**TO DO**
Copy every line of the items below without changing a single character.

"""

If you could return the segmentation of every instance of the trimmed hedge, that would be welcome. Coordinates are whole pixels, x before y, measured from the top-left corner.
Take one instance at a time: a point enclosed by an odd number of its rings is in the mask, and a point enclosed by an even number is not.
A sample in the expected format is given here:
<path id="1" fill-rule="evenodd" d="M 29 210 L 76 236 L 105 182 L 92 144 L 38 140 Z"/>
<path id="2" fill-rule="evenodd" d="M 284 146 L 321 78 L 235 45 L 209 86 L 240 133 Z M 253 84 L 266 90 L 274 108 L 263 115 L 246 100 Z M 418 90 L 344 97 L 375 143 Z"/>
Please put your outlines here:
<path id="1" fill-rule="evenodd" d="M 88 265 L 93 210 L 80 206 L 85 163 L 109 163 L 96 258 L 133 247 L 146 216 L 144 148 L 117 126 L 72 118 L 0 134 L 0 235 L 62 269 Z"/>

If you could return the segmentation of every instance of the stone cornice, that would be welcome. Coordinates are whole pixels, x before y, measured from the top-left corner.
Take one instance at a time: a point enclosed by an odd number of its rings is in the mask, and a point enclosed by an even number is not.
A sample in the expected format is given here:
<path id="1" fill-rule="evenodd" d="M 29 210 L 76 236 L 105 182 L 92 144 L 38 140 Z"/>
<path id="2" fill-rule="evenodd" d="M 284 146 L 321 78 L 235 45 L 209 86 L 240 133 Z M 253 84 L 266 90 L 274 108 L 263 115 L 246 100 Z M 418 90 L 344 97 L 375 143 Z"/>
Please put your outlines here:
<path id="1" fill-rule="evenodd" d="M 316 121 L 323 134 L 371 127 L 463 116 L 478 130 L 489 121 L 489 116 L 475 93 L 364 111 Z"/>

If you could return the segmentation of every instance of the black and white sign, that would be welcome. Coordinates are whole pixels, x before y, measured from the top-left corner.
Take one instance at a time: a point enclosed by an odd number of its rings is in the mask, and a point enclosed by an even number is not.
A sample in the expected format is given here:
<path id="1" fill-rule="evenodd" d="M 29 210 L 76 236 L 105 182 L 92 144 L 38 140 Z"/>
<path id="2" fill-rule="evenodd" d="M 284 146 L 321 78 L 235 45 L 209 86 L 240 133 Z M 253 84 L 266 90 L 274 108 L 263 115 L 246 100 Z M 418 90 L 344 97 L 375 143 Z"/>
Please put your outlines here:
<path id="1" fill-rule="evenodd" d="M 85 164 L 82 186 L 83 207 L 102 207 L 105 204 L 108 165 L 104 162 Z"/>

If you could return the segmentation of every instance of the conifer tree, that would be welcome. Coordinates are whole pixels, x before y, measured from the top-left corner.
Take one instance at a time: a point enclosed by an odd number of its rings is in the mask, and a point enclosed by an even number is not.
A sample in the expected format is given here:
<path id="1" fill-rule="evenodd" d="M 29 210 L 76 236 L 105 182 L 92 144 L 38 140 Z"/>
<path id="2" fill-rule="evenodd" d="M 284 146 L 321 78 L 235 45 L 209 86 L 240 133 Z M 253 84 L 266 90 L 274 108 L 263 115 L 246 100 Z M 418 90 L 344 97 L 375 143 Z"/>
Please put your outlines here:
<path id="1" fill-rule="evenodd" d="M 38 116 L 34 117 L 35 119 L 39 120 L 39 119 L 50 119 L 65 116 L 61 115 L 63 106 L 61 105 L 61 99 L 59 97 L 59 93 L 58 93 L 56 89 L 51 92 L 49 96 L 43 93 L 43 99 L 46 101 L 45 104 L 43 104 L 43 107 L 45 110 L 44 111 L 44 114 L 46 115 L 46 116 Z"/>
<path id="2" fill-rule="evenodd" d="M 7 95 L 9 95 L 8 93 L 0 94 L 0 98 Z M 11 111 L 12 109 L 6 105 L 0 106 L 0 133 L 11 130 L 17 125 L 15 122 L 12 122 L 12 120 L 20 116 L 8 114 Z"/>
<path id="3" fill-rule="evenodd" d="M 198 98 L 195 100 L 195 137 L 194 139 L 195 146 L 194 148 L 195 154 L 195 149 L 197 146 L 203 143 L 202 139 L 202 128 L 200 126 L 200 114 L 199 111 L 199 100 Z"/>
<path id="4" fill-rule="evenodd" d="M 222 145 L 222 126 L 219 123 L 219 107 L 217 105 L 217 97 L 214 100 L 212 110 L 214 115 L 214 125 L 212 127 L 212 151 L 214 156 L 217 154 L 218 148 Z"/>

"""

**RESPONSE TO THE TASK**
If you could return the segmentation of every instance of the trimmed hedge, that would be welcome. Coordinates are whole pixels, x before y, measured from the top-left corner.
Take one instance at a time: a point enclosed by an odd number of its rings is in the mask, and a point enclosed by an even number is not.
A sample in the expected format is given here:
<path id="1" fill-rule="evenodd" d="M 29 210 L 76 236 L 105 182 L 92 144 L 38 140 Z"/>
<path id="2" fill-rule="evenodd" d="M 284 146 L 321 78 L 235 45 L 209 86 L 240 133 Z M 253 84 L 266 90 L 274 108 L 263 115 L 246 100 Z M 418 90 L 344 97 L 375 143 Z"/>
Please put your outlines here:
<path id="1" fill-rule="evenodd" d="M 88 265 L 93 210 L 80 206 L 85 163 L 109 163 L 96 258 L 133 247 L 146 216 L 144 148 L 117 126 L 72 118 L 0 134 L 0 235 L 62 269 Z"/>

If you could return the segmentation of every instance of the stone cornice, that would be welcome. Coordinates are whole pixels, x before y, measured from the top-left corner.
Take one instance at a time: a point enclosed by an odd number of its rings is in the mask, and a point enclosed by an even number is not.
A sample in the expected format is given here:
<path id="1" fill-rule="evenodd" d="M 29 210 L 76 236 L 105 182 L 92 144 L 38 140 Z"/>
<path id="2" fill-rule="evenodd" d="M 284 146 L 321 78 L 235 45 L 209 86 L 240 133 Z M 253 84 L 266 90 L 274 108 L 263 115 L 246 100 Z M 418 90 L 344 97 L 375 143 Z"/>
Please put your outlines here:
<path id="1" fill-rule="evenodd" d="M 316 121 L 323 134 L 371 127 L 463 116 L 478 130 L 489 121 L 489 116 L 475 93 L 364 111 Z"/>

If you could return the segmentation of every instance of the black and white sign, that would be welcome. Coordinates are whole pixels, x before y, measured from the top-left corner.
Take one instance at a time: a point enclosed by an odd number of its rings is in the mask, and a point enclosed by an even number is not.
A sample in the expected format is given here:
<path id="1" fill-rule="evenodd" d="M 29 210 L 76 236 L 105 182 L 92 144 L 38 140 Z"/>
<path id="2" fill-rule="evenodd" d="M 284 146 L 321 78 L 235 45 L 209 86 L 240 133 Z M 253 84 L 266 90 L 274 108 L 263 115 L 246 100 Z M 418 90 L 344 97 L 375 143 Z"/>
Please put your outlines here:
<path id="1" fill-rule="evenodd" d="M 85 164 L 82 186 L 83 207 L 102 207 L 105 204 L 108 165 L 104 162 Z"/>

If you could return the segmentation of every instance of the conifer tree, that would be welcome. Coordinates are whole pixels, x before y, measured from the top-left corner.
Take one instance at a time: a point enclosed by an odd number of its rings is in the mask, and a point enclosed by an even number is not.
A sample in the expected format is given here:
<path id="1" fill-rule="evenodd" d="M 29 210 L 76 236 L 105 182 L 92 144 L 38 140 Z"/>
<path id="2" fill-rule="evenodd" d="M 284 146 L 321 78 L 235 45 L 209 86 L 240 133 Z M 253 84 L 266 90 L 274 108 L 263 115 L 246 100 Z M 418 90 L 344 97 L 375 143 Z"/>
Please put your outlines here:
<path id="1" fill-rule="evenodd" d="M 38 116 L 34 117 L 35 119 L 39 120 L 39 119 L 50 119 L 65 116 L 61 115 L 63 106 L 61 105 L 61 99 L 59 97 L 59 93 L 58 93 L 56 89 L 51 92 L 49 96 L 43 93 L 43 99 L 46 101 L 45 104 L 43 104 L 43 107 L 45 110 L 44 111 L 44 114 L 46 115 L 46 116 Z"/>
<path id="2" fill-rule="evenodd" d="M 7 95 L 9 95 L 8 93 L 0 94 L 0 98 Z M 11 111 L 12 109 L 6 105 L 0 106 L 0 133 L 11 130 L 17 125 L 15 122 L 12 122 L 12 120 L 20 116 L 8 114 Z"/>
<path id="3" fill-rule="evenodd" d="M 198 98 L 195 100 L 195 137 L 194 139 L 195 146 L 194 148 L 195 154 L 195 149 L 197 146 L 203 143 L 202 139 L 202 128 L 200 126 L 200 114 L 199 111 L 199 100 Z"/>
<path id="4" fill-rule="evenodd" d="M 222 145 L 222 126 L 219 123 L 219 107 L 217 105 L 217 97 L 214 100 L 212 110 L 214 115 L 214 125 L 212 127 L 212 151 L 214 156 L 217 154 L 218 148 Z"/>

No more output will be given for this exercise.